Seven Misunderstandings about Classical Architecture
I try to practice as a classical architect today, and I enjoy it.
I have come to this position not by listening to lectures or intellectual arguments (because it is not primarily an academic subject), but by working for eleven years side by side with a great architect, Raymond Erith RA, who died in 1973.
In the past, architectural students started as apprentices working in offices and coming together in the evenings to discuss their ideas – ideas that they had picked up from their masters and the practical world around them. Today, the modern system of architectural education requires that students spend five years full-time in academic theory before being allowed out to start forming a theory based on practical experience. It is possibly because of this process of indoctrination that students often ask questions of a theoretical kind which do not relate to the practical world and the art of building. It is this relationship between theory and practice that causes frequent misunderstandings about the relevance of classical architecture today.

### [Set tasks]
• 1. Rewrite the passage on classical architecture, starting with "In the past, architectural" and going on through "classical architecture today.", with "apprentices" replaced by "trainees".
• 2. According to the passage on classical architecture, for how many years did the writer work side by side with Raymond Erith?

### [Available data]
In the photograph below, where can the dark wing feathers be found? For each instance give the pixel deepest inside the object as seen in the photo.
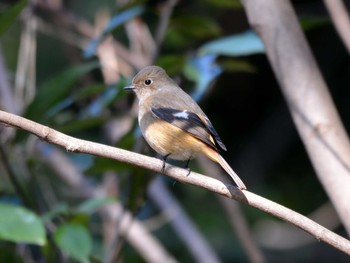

### [Problem solutions]
• 1.
In the past, architectural students started as trainees working in offices and coming together in the evenings to discuss their ideas – ideas that they had picked up from their masters and the practical world around them. Today, the modern system of architectural education requires that students spend five years full-time in academic theory before being allowed out to start forming a theory based on practical experience. It is possibly because of this process of indoctrination that students often ask questions of a theoretical kind which do not relate to the practical world and the art of building. It is this relationship between theory and practice that causes frequent misunderstandings about the relevance of classical architecture today.

• 2. Eleven years.